No pictures go in the copy; retype exactly the lines from the one with "Target: sloped tiled roof" through the last line of the records.
=-=-=
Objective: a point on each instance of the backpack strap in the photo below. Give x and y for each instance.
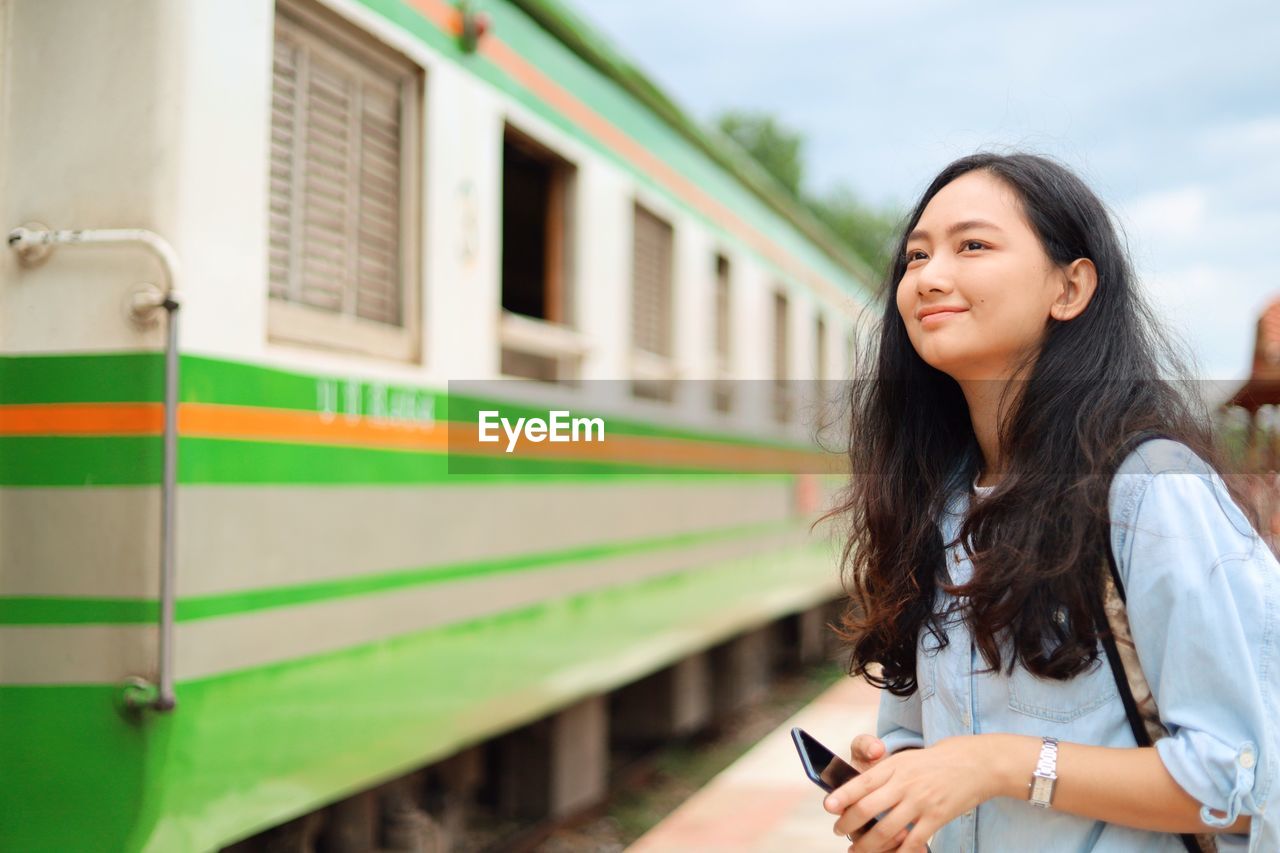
(1139, 706)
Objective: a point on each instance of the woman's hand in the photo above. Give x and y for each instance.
(865, 752)
(919, 789)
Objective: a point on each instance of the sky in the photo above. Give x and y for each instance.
(1170, 112)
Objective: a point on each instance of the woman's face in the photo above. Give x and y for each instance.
(973, 251)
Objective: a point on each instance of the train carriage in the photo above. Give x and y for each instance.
(252, 250)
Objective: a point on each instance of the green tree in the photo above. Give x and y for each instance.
(776, 147)
(868, 231)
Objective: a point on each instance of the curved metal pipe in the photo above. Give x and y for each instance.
(33, 245)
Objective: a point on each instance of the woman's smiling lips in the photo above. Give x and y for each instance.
(936, 316)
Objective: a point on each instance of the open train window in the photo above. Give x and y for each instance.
(781, 389)
(652, 273)
(536, 328)
(722, 389)
(342, 188)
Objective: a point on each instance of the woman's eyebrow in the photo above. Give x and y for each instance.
(919, 233)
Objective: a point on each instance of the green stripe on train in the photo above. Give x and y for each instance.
(49, 610)
(250, 749)
(56, 460)
(138, 378)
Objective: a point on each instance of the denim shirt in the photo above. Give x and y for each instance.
(1203, 592)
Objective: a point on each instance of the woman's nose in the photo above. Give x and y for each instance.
(933, 276)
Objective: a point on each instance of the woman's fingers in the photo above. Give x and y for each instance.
(865, 751)
(865, 810)
(888, 831)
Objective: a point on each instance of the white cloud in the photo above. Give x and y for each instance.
(1169, 214)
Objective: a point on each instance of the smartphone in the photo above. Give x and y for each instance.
(827, 770)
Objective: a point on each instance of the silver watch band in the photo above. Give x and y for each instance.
(1040, 790)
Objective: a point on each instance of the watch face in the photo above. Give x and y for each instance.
(1042, 789)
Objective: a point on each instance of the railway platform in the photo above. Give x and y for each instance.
(763, 802)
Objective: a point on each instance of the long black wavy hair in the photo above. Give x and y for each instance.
(1038, 539)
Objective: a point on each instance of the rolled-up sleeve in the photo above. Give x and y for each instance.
(1202, 597)
(899, 721)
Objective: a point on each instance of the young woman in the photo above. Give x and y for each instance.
(1000, 446)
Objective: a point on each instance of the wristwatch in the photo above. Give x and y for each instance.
(1045, 779)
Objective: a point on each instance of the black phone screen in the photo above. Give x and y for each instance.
(826, 769)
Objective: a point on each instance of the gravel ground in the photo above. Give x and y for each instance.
(680, 770)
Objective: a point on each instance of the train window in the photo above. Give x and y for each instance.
(781, 389)
(652, 272)
(342, 187)
(536, 252)
(722, 392)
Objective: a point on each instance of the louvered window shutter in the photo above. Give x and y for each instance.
(652, 274)
(334, 179)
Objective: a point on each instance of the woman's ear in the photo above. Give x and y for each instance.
(1079, 282)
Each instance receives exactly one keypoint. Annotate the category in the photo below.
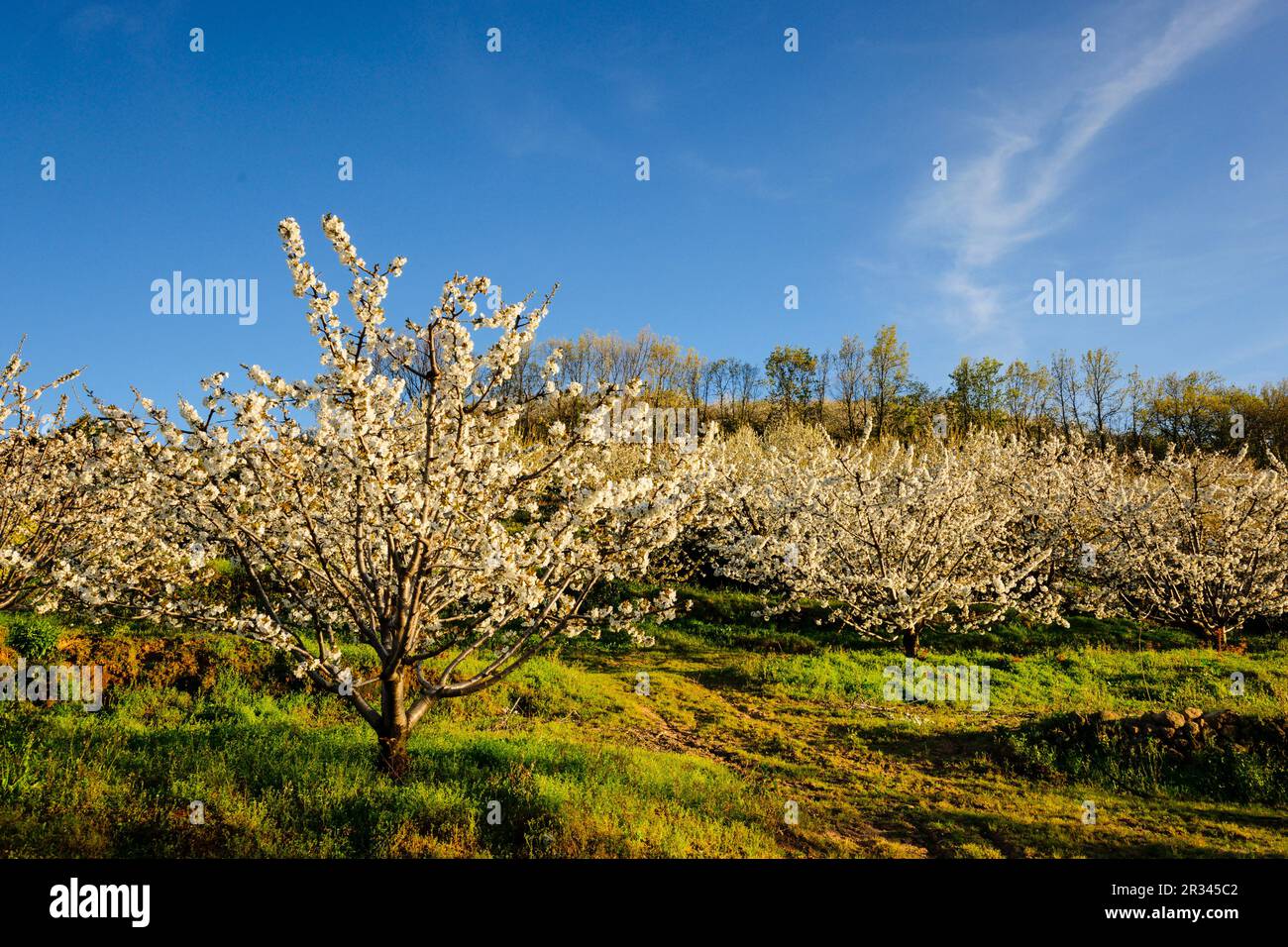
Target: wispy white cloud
(1016, 191)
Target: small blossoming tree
(1193, 539)
(44, 508)
(894, 539)
(423, 526)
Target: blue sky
(768, 169)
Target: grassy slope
(741, 719)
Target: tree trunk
(911, 639)
(393, 758)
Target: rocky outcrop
(1188, 729)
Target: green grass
(743, 716)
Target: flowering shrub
(46, 512)
(1192, 539)
(892, 538)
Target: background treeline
(871, 381)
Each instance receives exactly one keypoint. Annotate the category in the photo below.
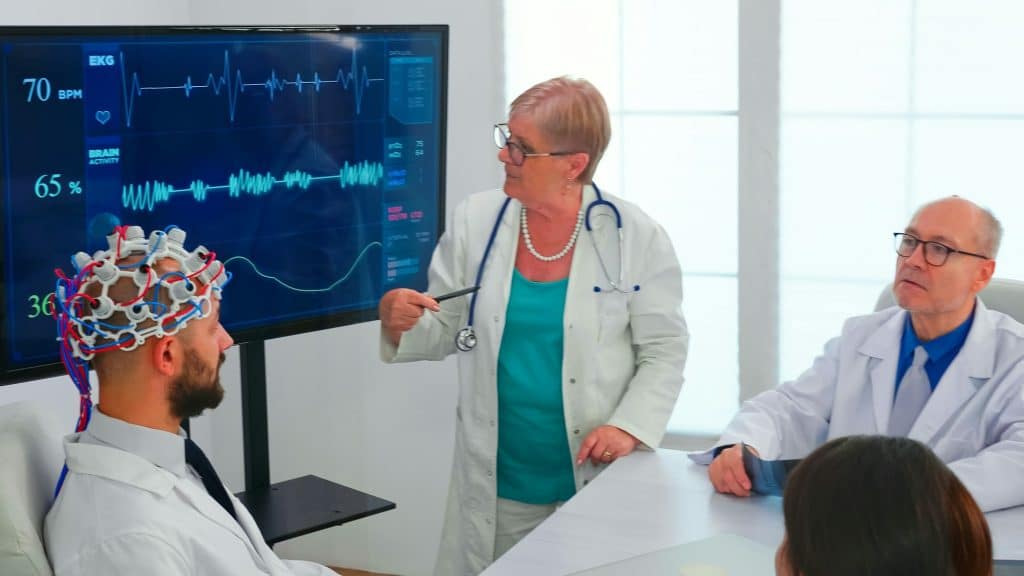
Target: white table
(652, 500)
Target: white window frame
(758, 206)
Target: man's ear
(166, 355)
(985, 273)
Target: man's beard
(197, 388)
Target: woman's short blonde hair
(571, 114)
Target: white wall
(334, 409)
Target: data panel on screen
(310, 160)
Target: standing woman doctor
(571, 353)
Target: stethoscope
(466, 339)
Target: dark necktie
(914, 389)
(198, 460)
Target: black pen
(457, 293)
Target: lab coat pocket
(614, 315)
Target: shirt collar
(950, 342)
(163, 449)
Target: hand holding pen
(400, 309)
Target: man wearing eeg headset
(137, 496)
(572, 350)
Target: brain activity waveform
(146, 196)
(293, 288)
(230, 84)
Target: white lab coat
(974, 420)
(623, 354)
(120, 515)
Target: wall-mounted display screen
(311, 160)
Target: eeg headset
(84, 307)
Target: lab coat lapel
(197, 496)
(968, 372)
(581, 305)
(882, 347)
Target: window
(862, 111)
(930, 107)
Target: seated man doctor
(137, 495)
(939, 368)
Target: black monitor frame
(10, 375)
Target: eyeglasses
(936, 254)
(517, 154)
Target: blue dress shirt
(941, 351)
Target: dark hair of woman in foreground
(880, 505)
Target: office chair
(32, 457)
(1001, 294)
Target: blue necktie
(198, 460)
(914, 389)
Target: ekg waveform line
(232, 84)
(146, 196)
(330, 287)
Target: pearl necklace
(529, 243)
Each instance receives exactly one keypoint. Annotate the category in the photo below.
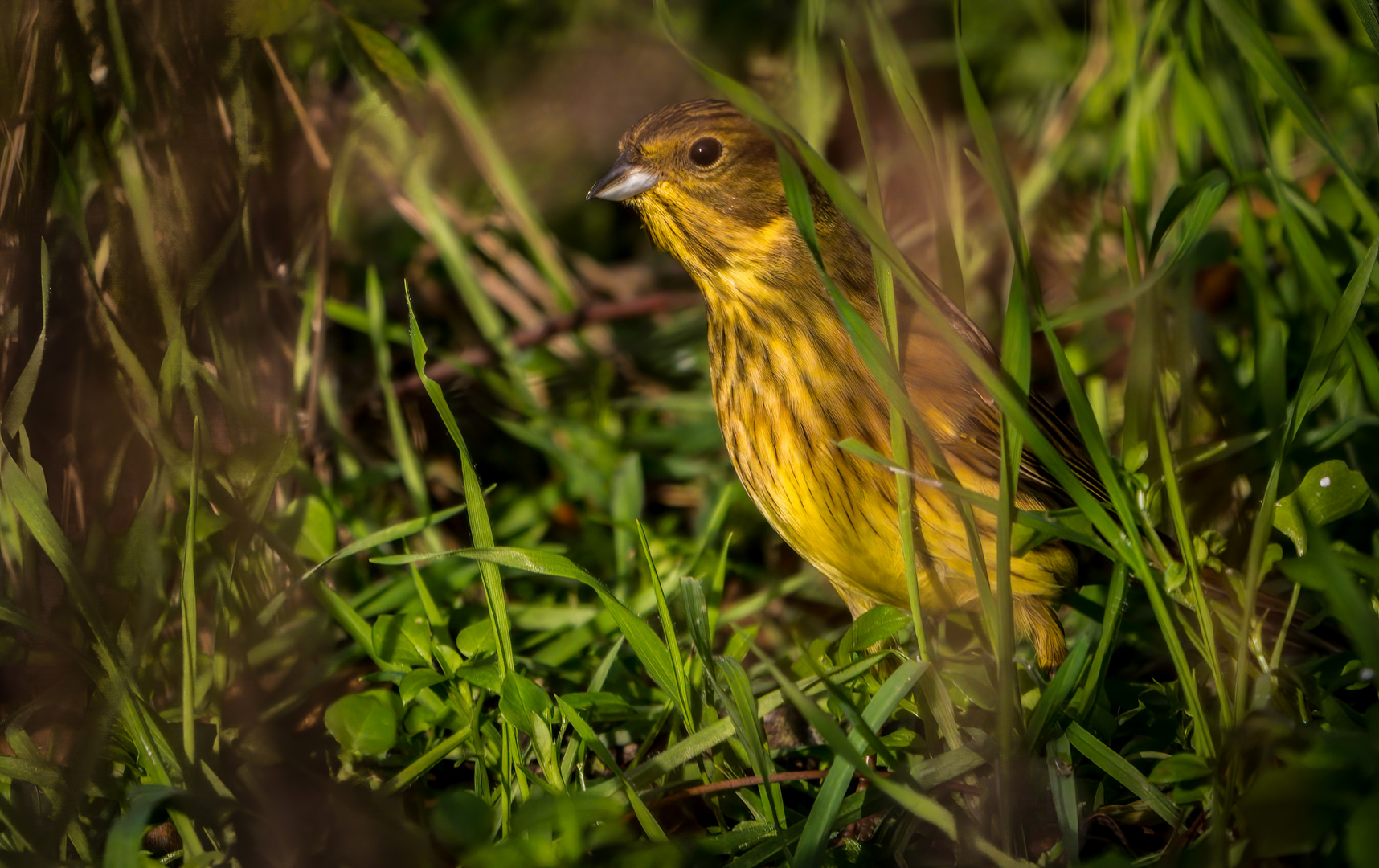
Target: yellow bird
(788, 384)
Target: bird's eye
(705, 152)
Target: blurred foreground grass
(362, 498)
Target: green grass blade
(1119, 768)
(820, 823)
(915, 802)
(407, 460)
(1059, 758)
(1051, 702)
(679, 687)
(479, 526)
(495, 167)
(899, 436)
(1101, 660)
(1248, 34)
(188, 600)
(17, 404)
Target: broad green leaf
(644, 641)
(417, 681)
(1328, 492)
(1178, 769)
(402, 641)
(520, 700)
(364, 723)
(872, 627)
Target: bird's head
(705, 181)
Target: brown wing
(961, 413)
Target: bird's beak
(624, 181)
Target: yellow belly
(839, 511)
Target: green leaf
(1328, 492)
(264, 18)
(17, 404)
(417, 681)
(364, 723)
(483, 673)
(403, 641)
(644, 641)
(1058, 756)
(520, 700)
(1119, 768)
(388, 57)
(816, 835)
(1180, 769)
(1054, 700)
(316, 540)
(125, 845)
(917, 804)
(461, 821)
(872, 627)
(1244, 28)
(481, 527)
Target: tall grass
(279, 590)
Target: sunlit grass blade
(1059, 760)
(188, 602)
(479, 525)
(1101, 660)
(1246, 31)
(497, 169)
(1057, 693)
(407, 460)
(680, 683)
(816, 835)
(1119, 768)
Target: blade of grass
(1101, 660)
(820, 823)
(1054, 698)
(407, 460)
(495, 169)
(679, 687)
(188, 594)
(479, 526)
(1248, 35)
(1059, 758)
(899, 438)
(1119, 768)
(17, 404)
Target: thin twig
(313, 141)
(738, 783)
(743, 783)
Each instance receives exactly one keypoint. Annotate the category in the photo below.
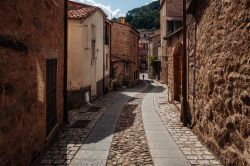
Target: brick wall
(30, 33)
(219, 80)
(174, 44)
(125, 46)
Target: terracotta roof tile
(81, 11)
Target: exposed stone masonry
(188, 142)
(219, 79)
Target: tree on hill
(145, 17)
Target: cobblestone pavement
(129, 145)
(191, 147)
(69, 140)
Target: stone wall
(30, 32)
(174, 43)
(219, 77)
(124, 45)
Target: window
(93, 32)
(107, 32)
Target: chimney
(122, 20)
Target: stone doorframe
(177, 70)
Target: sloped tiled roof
(81, 11)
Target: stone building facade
(124, 54)
(219, 76)
(107, 54)
(144, 47)
(154, 43)
(31, 77)
(170, 10)
(86, 54)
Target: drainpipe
(65, 114)
(184, 67)
(104, 55)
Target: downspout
(65, 114)
(184, 72)
(104, 69)
(110, 24)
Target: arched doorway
(177, 69)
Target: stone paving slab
(162, 147)
(129, 146)
(95, 150)
(195, 152)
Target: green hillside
(145, 17)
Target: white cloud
(151, 2)
(107, 9)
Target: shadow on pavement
(96, 136)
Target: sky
(116, 8)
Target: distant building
(107, 55)
(169, 12)
(124, 55)
(31, 77)
(154, 43)
(87, 53)
(143, 47)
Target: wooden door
(178, 74)
(51, 109)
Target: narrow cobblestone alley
(133, 127)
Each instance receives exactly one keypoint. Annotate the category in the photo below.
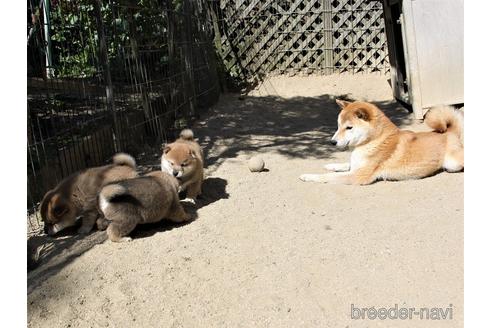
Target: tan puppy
=-=-=
— Solution to this exercise —
Target: sloped tiled roof
(81, 11)
Target: stone building facade
(124, 54)
(219, 76)
(107, 54)
(144, 47)
(154, 43)
(31, 77)
(170, 10)
(86, 54)
Target: drainpipe
(65, 114)
(184, 67)
(104, 55)
Target: downspout
(65, 114)
(184, 72)
(104, 69)
(110, 24)
Target: arched doorway
(177, 69)
Target: stone paving slab
(162, 147)
(129, 146)
(95, 150)
(195, 152)
Target: green hillside
(145, 17)
Target: white cloud
(151, 2)
(107, 9)
Target: shadow on pavement
(96, 136)
Target: sky
(116, 8)
Target: distant building
(107, 55)
(169, 12)
(124, 55)
(31, 77)
(154, 43)
(87, 53)
(143, 47)
Target: wooden door
(178, 74)
(51, 109)
Target: narrow cobblestone alley
(133, 127)
Each instance receives exactly one keypoint. Annotate the category in the photo below.
Target: tan puppy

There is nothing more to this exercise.